# What the exercise asks
Pick out each line in the records that contains the string "reflection" and copy it. Case counts when matching.

# Provided records
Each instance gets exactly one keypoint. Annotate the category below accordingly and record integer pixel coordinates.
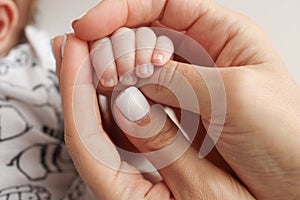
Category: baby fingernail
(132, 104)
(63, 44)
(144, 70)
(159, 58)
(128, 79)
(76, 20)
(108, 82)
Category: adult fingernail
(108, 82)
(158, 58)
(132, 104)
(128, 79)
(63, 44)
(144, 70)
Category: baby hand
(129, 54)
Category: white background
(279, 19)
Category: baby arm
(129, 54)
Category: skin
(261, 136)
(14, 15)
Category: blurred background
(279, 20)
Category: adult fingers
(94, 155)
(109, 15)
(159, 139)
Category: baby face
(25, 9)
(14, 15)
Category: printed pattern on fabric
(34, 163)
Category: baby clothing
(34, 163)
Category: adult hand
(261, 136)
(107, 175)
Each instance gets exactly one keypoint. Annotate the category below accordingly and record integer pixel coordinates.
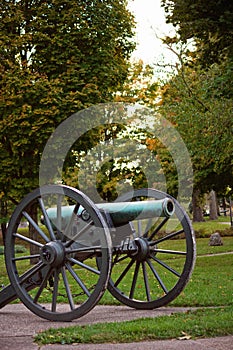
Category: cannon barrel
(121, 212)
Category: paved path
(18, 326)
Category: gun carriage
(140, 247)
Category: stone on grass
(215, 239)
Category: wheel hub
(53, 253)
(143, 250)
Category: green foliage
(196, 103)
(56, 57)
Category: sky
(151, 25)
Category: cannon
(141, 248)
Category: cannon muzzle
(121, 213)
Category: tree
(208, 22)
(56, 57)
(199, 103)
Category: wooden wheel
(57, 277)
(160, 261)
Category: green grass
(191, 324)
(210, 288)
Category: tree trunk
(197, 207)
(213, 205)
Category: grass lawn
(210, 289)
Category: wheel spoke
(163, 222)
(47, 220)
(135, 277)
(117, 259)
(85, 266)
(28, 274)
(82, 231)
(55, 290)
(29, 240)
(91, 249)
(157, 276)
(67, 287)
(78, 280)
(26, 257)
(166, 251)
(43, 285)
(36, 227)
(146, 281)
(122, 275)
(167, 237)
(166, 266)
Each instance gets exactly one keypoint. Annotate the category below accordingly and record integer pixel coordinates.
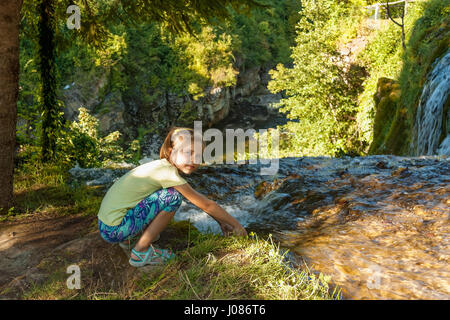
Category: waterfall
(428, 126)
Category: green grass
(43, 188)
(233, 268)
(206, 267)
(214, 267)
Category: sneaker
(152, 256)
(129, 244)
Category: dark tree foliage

* * *

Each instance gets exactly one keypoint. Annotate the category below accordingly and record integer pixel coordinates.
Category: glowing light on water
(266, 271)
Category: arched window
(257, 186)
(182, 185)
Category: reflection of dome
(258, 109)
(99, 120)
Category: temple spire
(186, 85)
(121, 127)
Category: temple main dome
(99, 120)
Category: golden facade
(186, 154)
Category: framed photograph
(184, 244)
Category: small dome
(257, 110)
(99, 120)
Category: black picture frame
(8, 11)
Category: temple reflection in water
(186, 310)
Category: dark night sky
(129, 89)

# Full response
Category: reflection of dome
Category: temple reflection in water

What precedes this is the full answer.